BEGIN Excerpted text

# Routing templates



## RBlakeney (Mar 12, 2017)

any preferred places to get guitar templates other than stewmac? Looking for something les Paul jrish.


----------



## gtrguy (Jul 6, 2006)

Guitar Building Templates, Jigs and Luthier Tools by Potvin Guitars

Canadian and a member here.


----------



## RBlakeney (Mar 12, 2017)

gtrguy said:


> Guitar Building Templates, Jigs and Luthier Tools by Potvin Guitars
> 
> Canadian and a member here.


Thanks. This is exactly what I'm looking for.


----------



## Lord-Humongous (Jun 5, 2014)

Templates, not plans eh? I was looking at this site earlier which has lots, lots, and lots of plans.

Schablonen und Zeichnungen - GitarreBassBau.de


----------



## RBlakeney (Mar 12, 2017)

Yea. Templates are for me for now. Seem to be some great plans on there though. Thanks.


----------



## Lincoln (Jun 2, 2008)

gtrguy said:


> Guitar Building Templates, Jigs and Luthier Tools by Potvin Guitars
> 
> Canadian and a member here.


I second that. Best templates you'll ever find.


----------



## Ayr Guitars (Oct 24, 2016)

gtrguy said:


> Guitar Building Templates, Jigs and Luthier Tools by Potvin Guitars
> 
> Canadian and a member here.


Mike is a great fellow and his templates are dead nuts every time. Well worth the investment.


----------

END Excerpted text

Problem 1 - In the routing templates thread, rename "Mike" as "Michael" and give the passage again, starting with "## Ayr Guitars" and going on through "worth the investment.".
Problem 2 -
Using the routing templates thread, decide whether each statement agrees with it. Answer yes or no, and quote the words that settle it.
(a) The site GitarreBassBau.de is described as offering a large number of plans.
(b) RBlakeney says plans are what is needed for now.
(c) Lincoln regards the Potvin templates as the best available.
The rows that come after this thread are drawn from a separate source.

BEGIN Record extracts

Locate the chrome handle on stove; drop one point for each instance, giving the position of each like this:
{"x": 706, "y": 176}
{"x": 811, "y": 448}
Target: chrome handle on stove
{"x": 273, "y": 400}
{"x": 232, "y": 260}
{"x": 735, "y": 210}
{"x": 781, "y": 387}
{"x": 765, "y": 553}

END Record extracts

Correct result 1 -
## Ayr Guitars (Oct 24, 2016)

gtrguy said:


> Guitar Building Templates, Jigs and Luthier Tools by Potvin Guitars
> 
> Canadian and a member here.


Michael is a great fellow and his templates are dead nuts every time. Well worth the investment.

Correct result 2 -
(a) Yes: "I was looking at this site earlier which has lots, lots, and lots of plans."
(b) No: "Templates are for me for now."
(c) Yes: "Best templates you'll ever find."